• EXERCISE TASK: Copy the data from the line with "TARGET: door" up to and including the line with "[(51, 48), (65, 31), (64, 34)]", putting "dot" in place of "marker" and changing nothing else.

• DATASET RECORDS:
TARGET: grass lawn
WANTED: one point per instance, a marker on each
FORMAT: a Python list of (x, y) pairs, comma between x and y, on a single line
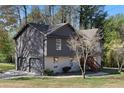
[(5, 67), (76, 82)]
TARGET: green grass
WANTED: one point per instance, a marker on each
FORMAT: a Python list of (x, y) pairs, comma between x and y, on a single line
[(77, 82), (5, 67)]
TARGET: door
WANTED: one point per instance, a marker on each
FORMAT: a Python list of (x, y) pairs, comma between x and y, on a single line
[(35, 66)]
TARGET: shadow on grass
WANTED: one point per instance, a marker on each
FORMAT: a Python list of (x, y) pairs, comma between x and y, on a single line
[(31, 78), (110, 70), (23, 78)]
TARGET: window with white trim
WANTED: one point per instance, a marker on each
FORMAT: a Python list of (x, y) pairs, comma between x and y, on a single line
[(58, 44)]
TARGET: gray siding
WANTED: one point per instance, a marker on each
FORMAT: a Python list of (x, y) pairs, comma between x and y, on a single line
[(51, 48), (65, 31), (64, 34)]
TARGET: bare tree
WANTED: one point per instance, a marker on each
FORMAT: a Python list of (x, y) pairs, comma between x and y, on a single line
[(84, 47)]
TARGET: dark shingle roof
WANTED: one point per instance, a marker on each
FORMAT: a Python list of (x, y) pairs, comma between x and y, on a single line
[(45, 29)]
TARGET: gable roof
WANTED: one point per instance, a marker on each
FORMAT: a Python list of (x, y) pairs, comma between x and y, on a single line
[(90, 33), (44, 29)]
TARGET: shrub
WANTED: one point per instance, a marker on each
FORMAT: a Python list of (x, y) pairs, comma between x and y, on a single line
[(66, 69), (48, 72)]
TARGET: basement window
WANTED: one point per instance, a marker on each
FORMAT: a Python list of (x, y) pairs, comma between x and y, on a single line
[(58, 44)]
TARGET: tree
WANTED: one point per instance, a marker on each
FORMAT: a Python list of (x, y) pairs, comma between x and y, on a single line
[(84, 47), (91, 16)]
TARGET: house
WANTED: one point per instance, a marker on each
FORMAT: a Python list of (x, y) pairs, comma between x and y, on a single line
[(40, 46), (94, 36)]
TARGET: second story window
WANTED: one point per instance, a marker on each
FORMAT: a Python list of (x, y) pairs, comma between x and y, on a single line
[(58, 44)]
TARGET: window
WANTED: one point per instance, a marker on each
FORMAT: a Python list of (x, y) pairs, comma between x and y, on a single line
[(58, 44), (55, 59)]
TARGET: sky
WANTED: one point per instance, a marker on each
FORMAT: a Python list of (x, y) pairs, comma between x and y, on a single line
[(114, 9)]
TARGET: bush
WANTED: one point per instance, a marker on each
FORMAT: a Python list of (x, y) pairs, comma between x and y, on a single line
[(66, 69), (48, 72)]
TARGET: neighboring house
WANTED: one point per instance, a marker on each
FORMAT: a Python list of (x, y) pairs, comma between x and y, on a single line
[(40, 46)]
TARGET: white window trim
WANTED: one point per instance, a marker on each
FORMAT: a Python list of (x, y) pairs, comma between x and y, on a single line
[(58, 44)]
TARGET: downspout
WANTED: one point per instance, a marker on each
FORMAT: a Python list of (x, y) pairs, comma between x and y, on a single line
[(44, 45)]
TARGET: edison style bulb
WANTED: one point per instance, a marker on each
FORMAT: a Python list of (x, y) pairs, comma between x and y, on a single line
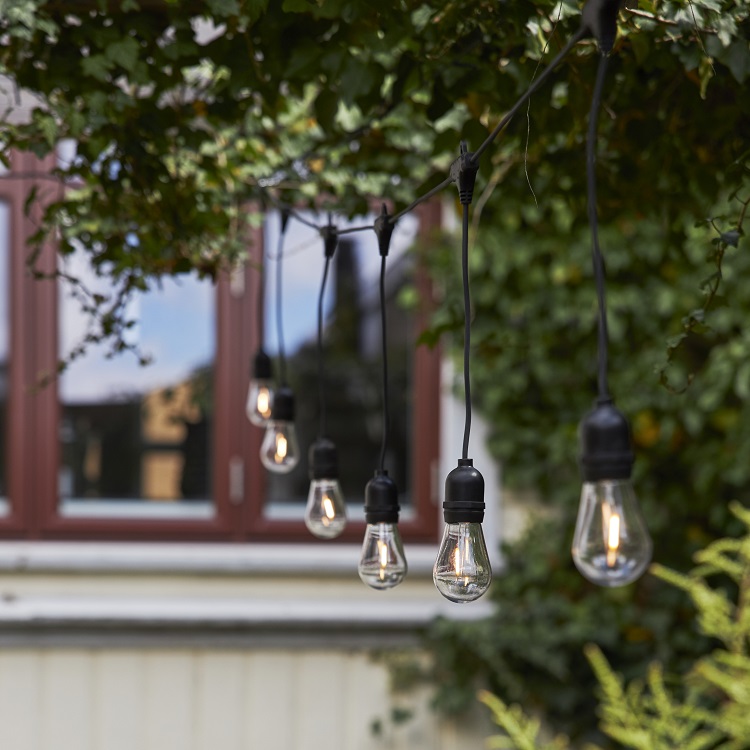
[(325, 513), (259, 402), (611, 545), (382, 564), (279, 451), (260, 393), (462, 571)]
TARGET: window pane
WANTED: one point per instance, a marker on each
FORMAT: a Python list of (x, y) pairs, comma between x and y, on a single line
[(136, 441), (352, 356), (4, 353)]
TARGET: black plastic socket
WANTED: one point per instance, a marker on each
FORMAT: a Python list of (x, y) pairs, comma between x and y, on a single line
[(381, 499), (330, 235), (261, 368), (384, 227), (282, 409), (600, 20), (464, 174), (322, 460), (605, 444), (464, 494)]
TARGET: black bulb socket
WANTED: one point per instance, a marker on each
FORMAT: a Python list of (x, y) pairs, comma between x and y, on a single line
[(464, 173), (605, 444), (330, 236), (282, 409), (464, 494), (381, 499), (323, 460), (261, 366), (600, 20), (384, 227)]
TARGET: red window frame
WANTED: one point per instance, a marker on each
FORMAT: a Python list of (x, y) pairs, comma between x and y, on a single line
[(34, 413)]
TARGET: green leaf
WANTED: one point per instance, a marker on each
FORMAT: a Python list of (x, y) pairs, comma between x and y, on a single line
[(123, 53), (97, 66), (731, 238), (326, 106)]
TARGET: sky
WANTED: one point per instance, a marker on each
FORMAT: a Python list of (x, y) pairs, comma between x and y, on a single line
[(177, 321)]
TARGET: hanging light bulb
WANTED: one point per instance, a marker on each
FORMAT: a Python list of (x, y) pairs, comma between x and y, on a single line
[(382, 564), (611, 544), (279, 451), (462, 571), (260, 392), (325, 513)]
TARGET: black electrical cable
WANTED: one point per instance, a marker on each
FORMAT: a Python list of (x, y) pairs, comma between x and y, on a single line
[(596, 253), (386, 409), (260, 302), (321, 381), (546, 73), (352, 230), (467, 326), (279, 322)]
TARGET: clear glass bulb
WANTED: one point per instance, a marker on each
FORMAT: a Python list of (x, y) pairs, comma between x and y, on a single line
[(462, 571), (259, 402), (325, 513), (382, 564), (279, 451), (611, 545)]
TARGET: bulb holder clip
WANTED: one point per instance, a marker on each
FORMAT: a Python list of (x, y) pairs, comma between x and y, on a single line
[(322, 460), (381, 499), (330, 235), (605, 444), (282, 409), (464, 173), (464, 494), (261, 366), (600, 20), (384, 230)]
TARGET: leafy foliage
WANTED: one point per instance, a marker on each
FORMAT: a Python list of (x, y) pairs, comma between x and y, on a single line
[(707, 709), (183, 114)]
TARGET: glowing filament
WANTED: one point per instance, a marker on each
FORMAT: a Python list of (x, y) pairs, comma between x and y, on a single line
[(263, 403), (281, 448), (328, 509), (383, 551), (613, 539)]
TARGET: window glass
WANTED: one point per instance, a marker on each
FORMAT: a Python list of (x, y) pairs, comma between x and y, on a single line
[(352, 356), (137, 440), (4, 352)]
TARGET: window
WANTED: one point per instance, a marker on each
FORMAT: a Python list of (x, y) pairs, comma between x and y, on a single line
[(116, 451)]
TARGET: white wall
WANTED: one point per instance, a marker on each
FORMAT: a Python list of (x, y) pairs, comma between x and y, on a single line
[(200, 699)]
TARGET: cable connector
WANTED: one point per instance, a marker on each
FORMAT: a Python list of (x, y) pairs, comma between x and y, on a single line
[(285, 213), (330, 235), (384, 227), (600, 20), (464, 174)]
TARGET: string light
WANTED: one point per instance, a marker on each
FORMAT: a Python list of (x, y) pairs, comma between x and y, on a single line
[(611, 544), (382, 563), (325, 512), (279, 451), (462, 571)]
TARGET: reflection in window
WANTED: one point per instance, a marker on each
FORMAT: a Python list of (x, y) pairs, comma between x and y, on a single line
[(136, 440), (352, 341), (4, 353)]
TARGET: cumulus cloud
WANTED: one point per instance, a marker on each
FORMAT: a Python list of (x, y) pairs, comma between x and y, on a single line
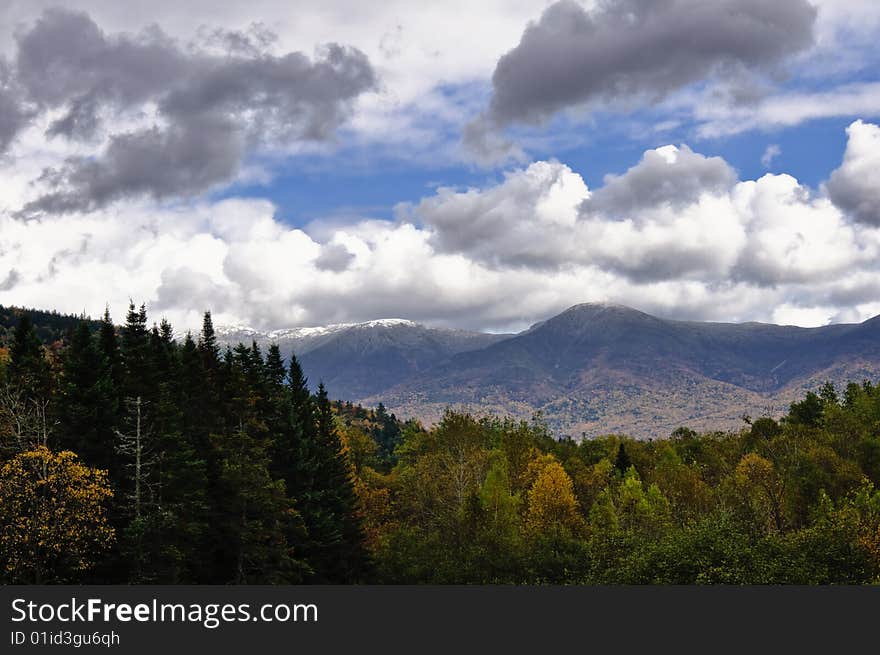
[(697, 244), (634, 51), (671, 175), (855, 186), (197, 113), (771, 152)]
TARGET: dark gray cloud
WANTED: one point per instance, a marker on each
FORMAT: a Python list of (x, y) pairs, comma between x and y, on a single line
[(640, 49), (13, 115), (212, 109), (667, 176)]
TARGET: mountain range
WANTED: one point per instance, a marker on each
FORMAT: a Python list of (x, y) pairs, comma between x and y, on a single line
[(593, 369)]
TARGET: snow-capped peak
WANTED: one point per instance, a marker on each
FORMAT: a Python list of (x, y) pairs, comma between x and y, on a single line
[(300, 332)]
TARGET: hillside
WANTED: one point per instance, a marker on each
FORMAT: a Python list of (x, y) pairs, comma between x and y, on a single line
[(597, 369)]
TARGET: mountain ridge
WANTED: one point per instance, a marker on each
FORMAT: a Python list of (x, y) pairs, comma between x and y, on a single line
[(593, 368)]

• CORRECT RESPONSE:
TARGET: door
WANTED: one point per instance, a dot on each
FORMAT: a Python list of (x, y) pairs, comma between x and y, on a single line
[(35, 66)]
TARGET: shadow on grass
WANTED: one point per instance, a dot on each
FORMAT: a Python list of (x, y) pairs, comma between x and y, on a single line
[(31, 78), (110, 70), (23, 78)]
TARGET: window with white trim
WANTED: one point per instance, a dot on each
FORMAT: a Python list of (x, y) pairs, comma between x and y, on a single line
[(58, 44)]
TARGET: gray siding
WANTED: one point per instance, a dot on each
FORMAT: a Python list of (x, y) pairs, comma between x and y, on a single line
[(51, 48), (65, 31), (64, 34)]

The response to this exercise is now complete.